» Exercise task
Reproduce the entries starting at the line containing "Where can you spot the man's ear" and ending at the line containing "column 264, row 363", substituting "image" for every "photo" and leaving everything else unchanged. Give only those lines, and omit the pictures.

◇ ◇ ◇ ◇

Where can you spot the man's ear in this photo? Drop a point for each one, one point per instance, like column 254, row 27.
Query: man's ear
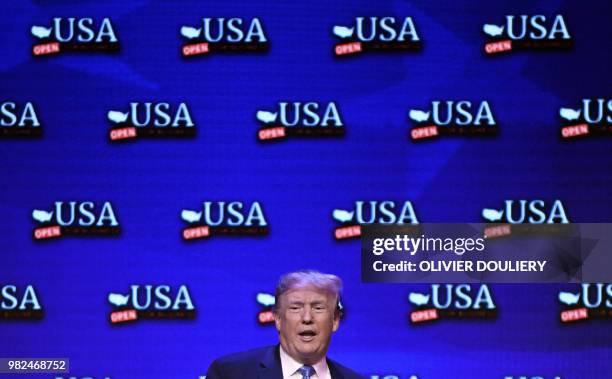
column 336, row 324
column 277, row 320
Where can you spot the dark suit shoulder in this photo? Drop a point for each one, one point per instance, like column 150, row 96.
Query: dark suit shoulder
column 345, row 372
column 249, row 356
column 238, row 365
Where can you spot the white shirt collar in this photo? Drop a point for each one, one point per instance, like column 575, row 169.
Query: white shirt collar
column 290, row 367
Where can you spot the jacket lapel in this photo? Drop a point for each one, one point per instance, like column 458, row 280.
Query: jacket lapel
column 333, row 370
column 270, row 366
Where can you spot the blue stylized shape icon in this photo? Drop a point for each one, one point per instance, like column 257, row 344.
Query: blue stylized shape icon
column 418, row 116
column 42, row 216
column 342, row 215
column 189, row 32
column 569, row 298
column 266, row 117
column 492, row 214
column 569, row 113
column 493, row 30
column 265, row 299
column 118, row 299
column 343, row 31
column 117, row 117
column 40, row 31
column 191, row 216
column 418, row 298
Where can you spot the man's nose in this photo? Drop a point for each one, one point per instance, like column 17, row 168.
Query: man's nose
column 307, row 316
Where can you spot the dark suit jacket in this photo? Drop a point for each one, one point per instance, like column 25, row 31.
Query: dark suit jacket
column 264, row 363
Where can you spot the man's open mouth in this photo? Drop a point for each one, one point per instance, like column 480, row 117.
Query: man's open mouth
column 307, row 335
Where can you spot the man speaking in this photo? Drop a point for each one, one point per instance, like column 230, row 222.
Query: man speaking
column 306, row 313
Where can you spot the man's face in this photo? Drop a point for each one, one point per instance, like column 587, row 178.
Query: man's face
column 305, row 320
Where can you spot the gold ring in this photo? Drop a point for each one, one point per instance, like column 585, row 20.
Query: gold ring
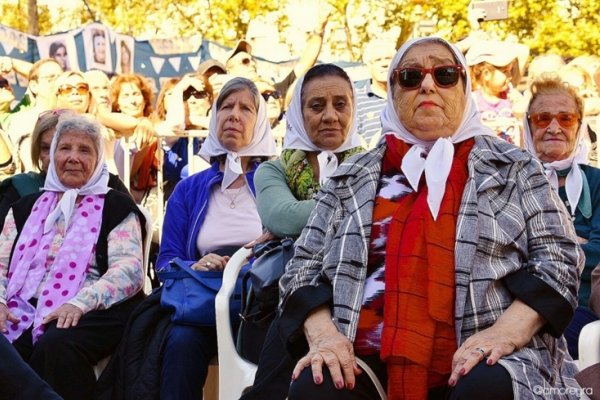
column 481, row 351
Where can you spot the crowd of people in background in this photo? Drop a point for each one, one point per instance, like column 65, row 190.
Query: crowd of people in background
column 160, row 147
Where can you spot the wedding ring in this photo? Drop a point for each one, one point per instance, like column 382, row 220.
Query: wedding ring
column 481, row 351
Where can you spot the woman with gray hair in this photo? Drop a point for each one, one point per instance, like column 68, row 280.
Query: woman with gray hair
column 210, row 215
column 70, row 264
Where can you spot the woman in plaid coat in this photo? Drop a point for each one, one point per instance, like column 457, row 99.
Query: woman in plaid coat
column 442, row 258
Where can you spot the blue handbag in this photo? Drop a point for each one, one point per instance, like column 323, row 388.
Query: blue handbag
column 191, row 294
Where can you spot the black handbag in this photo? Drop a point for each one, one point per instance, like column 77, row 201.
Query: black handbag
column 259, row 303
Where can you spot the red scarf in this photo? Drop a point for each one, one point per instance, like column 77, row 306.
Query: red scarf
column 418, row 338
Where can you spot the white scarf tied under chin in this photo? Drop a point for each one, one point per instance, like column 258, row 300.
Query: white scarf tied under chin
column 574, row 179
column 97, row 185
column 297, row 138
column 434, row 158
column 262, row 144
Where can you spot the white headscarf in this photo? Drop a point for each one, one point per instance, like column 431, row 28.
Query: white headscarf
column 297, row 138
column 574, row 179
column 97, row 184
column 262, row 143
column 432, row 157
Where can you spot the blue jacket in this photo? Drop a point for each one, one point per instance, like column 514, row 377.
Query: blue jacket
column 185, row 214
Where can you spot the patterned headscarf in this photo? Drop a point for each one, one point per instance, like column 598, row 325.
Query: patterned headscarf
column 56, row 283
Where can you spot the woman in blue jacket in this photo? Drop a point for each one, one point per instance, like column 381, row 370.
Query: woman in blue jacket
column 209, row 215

◇ ◇ ◇ ◇

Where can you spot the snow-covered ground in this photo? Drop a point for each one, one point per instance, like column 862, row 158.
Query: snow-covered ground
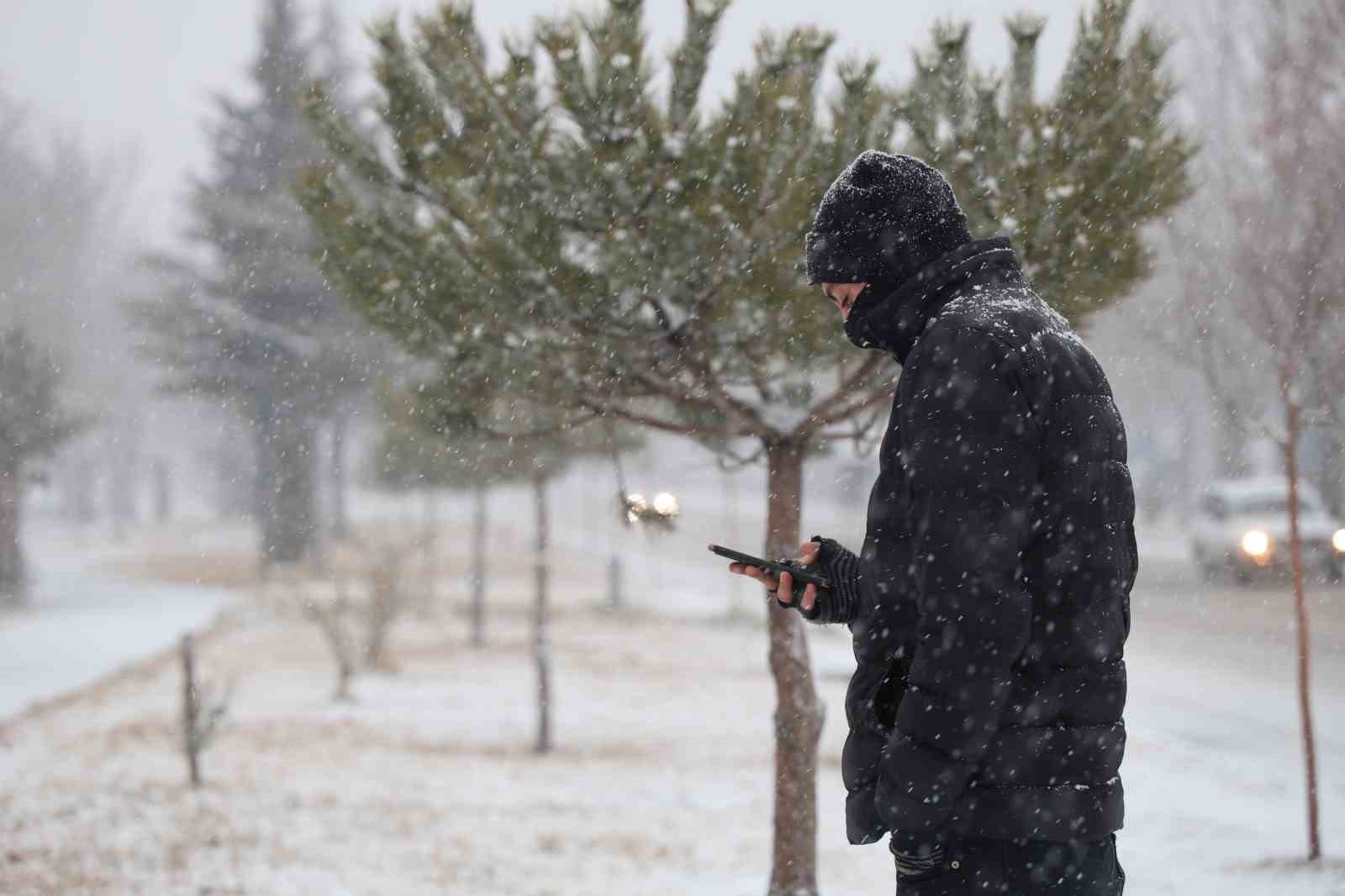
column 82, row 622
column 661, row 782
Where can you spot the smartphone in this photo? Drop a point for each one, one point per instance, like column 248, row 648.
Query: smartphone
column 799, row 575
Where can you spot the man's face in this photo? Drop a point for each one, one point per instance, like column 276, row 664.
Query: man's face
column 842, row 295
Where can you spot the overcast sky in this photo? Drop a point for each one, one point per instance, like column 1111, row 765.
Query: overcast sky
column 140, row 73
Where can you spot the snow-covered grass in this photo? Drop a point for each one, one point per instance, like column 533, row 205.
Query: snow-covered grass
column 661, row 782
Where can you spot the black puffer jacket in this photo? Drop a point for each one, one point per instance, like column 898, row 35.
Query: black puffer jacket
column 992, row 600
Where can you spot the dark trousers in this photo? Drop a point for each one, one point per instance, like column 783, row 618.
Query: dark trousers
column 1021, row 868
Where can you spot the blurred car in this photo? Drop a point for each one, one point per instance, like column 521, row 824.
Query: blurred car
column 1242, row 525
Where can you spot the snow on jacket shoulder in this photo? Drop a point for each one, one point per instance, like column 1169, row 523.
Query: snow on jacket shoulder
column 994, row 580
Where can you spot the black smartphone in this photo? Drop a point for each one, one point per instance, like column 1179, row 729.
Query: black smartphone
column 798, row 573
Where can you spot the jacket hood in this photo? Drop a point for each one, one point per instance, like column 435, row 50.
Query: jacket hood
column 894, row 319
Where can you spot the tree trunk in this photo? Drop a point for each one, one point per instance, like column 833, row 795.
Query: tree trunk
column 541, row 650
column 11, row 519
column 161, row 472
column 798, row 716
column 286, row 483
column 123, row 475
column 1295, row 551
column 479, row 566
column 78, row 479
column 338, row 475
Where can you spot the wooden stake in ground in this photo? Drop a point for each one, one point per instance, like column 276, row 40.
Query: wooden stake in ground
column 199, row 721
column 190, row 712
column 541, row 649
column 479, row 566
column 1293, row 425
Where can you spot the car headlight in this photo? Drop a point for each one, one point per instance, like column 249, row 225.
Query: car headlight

◇ ◇ ◇ ◇

» Result
Where can you spot the man's ear in this image? Drop a point for each one, one point per instance, like column 254, row 27.
Query: man's ear
column 336, row 324
column 277, row 320
Where can you spot the dark suit shoulder in this image? Drop a point for each one, one point per instance, like column 150, row 96.
Query: dark suit shoulder
column 345, row 372
column 249, row 356
column 238, row 365
Where can you spot the white shirt collar in this image? Drop a point for each one, one point per instance, like column 575, row 169.
Query: white shirt collar
column 290, row 367
Where can you spot the jacket lapel in this image? Drop a point for each one, one point per instance, like column 458, row 280.
Query: jacket lapel
column 333, row 370
column 270, row 366
Where can you spot the blue stylized shape icon in this image? Drop a point for each one, one point per instance, like column 257, row 344.
Query: blue stylized shape icon
column 418, row 116
column 42, row 216
column 342, row 215
column 189, row 32
column 569, row 298
column 266, row 117
column 492, row 214
column 569, row 113
column 493, row 30
column 265, row 299
column 118, row 299
column 343, row 31
column 117, row 117
column 40, row 31
column 191, row 216
column 418, row 298
Where can you spot the man's nose in this image? Drop a point for each one, one point per instance, like column 17, row 168.
Query: man's nose
column 307, row 316
Where can you spot the dark suit jacket in this image? Drop a point for each one, one point per instance, like column 25, row 31.
Query: dark suit jacket
column 264, row 363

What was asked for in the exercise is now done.